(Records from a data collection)
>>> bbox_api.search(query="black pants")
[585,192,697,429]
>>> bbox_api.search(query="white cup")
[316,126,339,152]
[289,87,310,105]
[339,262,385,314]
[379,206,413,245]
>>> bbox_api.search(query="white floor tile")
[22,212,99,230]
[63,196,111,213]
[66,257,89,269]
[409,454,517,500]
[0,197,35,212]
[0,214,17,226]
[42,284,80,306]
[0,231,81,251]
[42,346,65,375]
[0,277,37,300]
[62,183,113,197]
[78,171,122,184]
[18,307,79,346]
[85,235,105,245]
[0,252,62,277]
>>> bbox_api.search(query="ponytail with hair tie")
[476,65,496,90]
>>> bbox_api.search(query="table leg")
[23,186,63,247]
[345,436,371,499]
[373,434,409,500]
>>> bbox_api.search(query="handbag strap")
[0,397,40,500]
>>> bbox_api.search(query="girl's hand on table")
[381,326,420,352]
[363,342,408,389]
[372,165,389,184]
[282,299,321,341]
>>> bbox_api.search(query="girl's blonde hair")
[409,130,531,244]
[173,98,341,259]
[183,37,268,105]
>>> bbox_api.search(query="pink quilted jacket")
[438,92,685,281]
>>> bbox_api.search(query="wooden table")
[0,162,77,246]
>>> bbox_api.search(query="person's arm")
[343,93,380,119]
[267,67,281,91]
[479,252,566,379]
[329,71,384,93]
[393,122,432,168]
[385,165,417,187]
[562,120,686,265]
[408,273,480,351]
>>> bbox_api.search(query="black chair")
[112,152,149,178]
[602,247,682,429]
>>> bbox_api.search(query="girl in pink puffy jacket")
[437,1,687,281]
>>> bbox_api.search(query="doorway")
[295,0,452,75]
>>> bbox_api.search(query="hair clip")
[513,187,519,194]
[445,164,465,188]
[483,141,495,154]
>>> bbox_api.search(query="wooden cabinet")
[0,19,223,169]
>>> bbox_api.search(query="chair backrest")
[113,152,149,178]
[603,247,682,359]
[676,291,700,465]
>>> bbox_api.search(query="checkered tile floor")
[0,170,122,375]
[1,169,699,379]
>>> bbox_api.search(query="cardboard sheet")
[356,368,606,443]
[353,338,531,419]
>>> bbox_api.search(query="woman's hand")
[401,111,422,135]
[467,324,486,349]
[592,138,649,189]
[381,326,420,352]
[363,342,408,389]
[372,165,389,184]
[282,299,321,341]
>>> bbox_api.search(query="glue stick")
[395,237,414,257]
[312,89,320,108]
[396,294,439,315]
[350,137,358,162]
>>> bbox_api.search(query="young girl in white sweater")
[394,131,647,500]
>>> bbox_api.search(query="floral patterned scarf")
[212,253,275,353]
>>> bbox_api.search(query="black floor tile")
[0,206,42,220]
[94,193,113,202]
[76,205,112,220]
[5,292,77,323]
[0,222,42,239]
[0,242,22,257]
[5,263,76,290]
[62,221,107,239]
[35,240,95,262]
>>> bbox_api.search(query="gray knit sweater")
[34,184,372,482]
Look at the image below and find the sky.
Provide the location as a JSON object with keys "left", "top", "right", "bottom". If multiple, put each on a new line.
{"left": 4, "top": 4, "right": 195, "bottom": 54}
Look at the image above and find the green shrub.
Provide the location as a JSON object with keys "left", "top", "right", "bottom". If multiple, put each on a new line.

# Work instruction
In how many lines of the data does the string "Look" appear? Give only the number.

# Solution for this problem
2